▸ Instruction
Find every line in the listing that contains the string "bicycle" and copy each such line. Case counts.

▸ Items
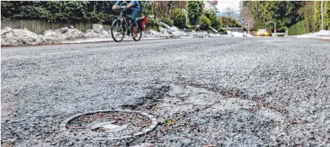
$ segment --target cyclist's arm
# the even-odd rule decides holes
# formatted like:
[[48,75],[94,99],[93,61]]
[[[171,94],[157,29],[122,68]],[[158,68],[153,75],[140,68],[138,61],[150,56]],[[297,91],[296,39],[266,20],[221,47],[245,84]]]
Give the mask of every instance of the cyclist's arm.
[[118,6],[120,2],[120,1],[115,1],[115,5]]
[[130,4],[132,4],[132,6],[135,6],[137,4],[137,1],[131,1]]
[[131,6],[135,6],[136,4],[137,4],[137,1],[131,1],[128,5],[127,5],[127,7],[130,8]]

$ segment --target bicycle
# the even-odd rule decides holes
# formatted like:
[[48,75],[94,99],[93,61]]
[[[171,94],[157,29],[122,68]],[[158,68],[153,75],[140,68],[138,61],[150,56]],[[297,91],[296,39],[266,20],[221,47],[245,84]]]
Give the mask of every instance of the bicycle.
[[[113,37],[113,40],[117,42],[123,41],[124,39],[125,35],[127,34],[127,35],[131,34],[132,37],[133,36],[133,25],[132,24],[131,20],[127,22],[128,16],[126,16],[124,13],[123,13],[123,9],[125,8],[125,6],[118,6],[118,9],[120,9],[120,15],[119,17],[115,19],[113,24],[111,25],[111,35]],[[130,24],[130,27],[128,27]],[[126,32],[127,31],[127,32]],[[115,37],[120,36],[122,35],[121,37],[119,38],[116,38]],[[141,37],[142,36],[142,30],[140,28],[139,25],[137,25],[137,37],[133,37],[135,41],[139,41],[141,40]]]

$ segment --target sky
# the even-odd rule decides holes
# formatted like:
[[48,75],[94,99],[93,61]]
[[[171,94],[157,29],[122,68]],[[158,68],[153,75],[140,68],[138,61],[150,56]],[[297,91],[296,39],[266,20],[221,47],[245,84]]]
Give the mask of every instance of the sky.
[[235,11],[237,11],[239,10],[240,1],[218,1],[217,8],[219,8],[220,13],[224,12],[224,9],[228,6],[234,8]]

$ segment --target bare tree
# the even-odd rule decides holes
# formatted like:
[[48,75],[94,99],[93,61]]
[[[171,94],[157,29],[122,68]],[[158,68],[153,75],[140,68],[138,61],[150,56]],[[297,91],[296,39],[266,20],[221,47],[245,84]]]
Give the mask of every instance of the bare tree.
[[232,18],[234,16],[234,13],[235,11],[234,8],[228,6],[224,9],[224,13],[227,13],[227,17],[228,18]]
[[[245,18],[245,23],[248,23],[249,28],[253,29],[254,28],[254,16],[250,11],[250,9],[247,6],[241,6],[241,12],[239,13],[239,18]],[[243,24],[245,25],[245,23]]]

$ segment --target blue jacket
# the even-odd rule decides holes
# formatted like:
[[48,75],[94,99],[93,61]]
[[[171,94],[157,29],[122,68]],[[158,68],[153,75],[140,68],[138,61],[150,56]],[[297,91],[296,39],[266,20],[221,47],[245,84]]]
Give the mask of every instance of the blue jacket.
[[[118,6],[119,5],[119,3],[120,3],[121,1],[117,1],[115,4],[115,6]],[[130,8],[132,8],[132,10],[137,10],[137,11],[140,11],[141,9],[140,9],[140,3],[137,1],[126,1],[127,3],[127,4],[129,3],[132,3],[133,4],[133,6],[130,7]]]

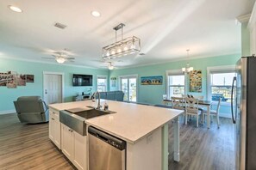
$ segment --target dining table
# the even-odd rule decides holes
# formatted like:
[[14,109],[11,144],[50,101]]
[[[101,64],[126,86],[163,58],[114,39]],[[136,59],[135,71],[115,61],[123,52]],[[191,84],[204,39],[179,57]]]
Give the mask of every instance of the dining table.
[[[172,104],[172,100],[164,99],[163,103],[165,105]],[[207,108],[207,127],[208,129],[210,128],[210,106],[211,106],[211,100],[198,100],[198,105],[200,106],[203,106]]]

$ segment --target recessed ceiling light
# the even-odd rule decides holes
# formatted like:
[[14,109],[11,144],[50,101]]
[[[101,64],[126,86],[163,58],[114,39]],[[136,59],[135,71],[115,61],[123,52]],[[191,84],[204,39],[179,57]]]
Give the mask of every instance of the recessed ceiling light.
[[16,6],[12,6],[12,5],[9,5],[8,6],[9,8],[9,9],[11,9],[12,11],[15,12],[22,12],[22,9],[16,7]]
[[91,15],[95,16],[95,17],[99,17],[101,15],[101,13],[99,13],[97,10],[93,10],[91,12]]

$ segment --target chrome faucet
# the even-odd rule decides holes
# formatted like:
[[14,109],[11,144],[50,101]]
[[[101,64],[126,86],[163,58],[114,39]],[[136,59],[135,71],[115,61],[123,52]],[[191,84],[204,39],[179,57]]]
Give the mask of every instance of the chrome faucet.
[[92,101],[95,102],[95,99],[96,99],[96,94],[97,94],[97,107],[95,107],[96,109],[101,109],[101,95],[100,93],[98,91],[95,92],[93,94],[93,100]]

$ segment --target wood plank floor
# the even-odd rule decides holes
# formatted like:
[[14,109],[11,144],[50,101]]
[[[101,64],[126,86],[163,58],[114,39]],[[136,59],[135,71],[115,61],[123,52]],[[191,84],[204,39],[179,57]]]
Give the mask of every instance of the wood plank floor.
[[[217,129],[181,124],[179,163],[172,161],[172,123],[169,129],[169,169],[234,169],[234,131],[228,118]],[[23,124],[16,114],[0,115],[0,169],[76,169],[48,139],[48,124]]]
[[234,170],[234,125],[231,119],[221,118],[217,128],[215,118],[211,128],[196,127],[196,119],[188,125],[180,124],[180,161],[173,161],[173,131],[169,124],[169,169]]

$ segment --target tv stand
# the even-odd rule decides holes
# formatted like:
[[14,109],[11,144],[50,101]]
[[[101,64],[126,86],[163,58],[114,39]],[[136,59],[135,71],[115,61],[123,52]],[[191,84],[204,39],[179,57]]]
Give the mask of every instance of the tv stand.
[[91,99],[91,94],[76,95],[73,96],[73,101],[88,100]]

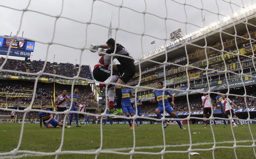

▸ Result of the exercise
$ segment --target bicycle
Give the mask of every instance of the bicycle.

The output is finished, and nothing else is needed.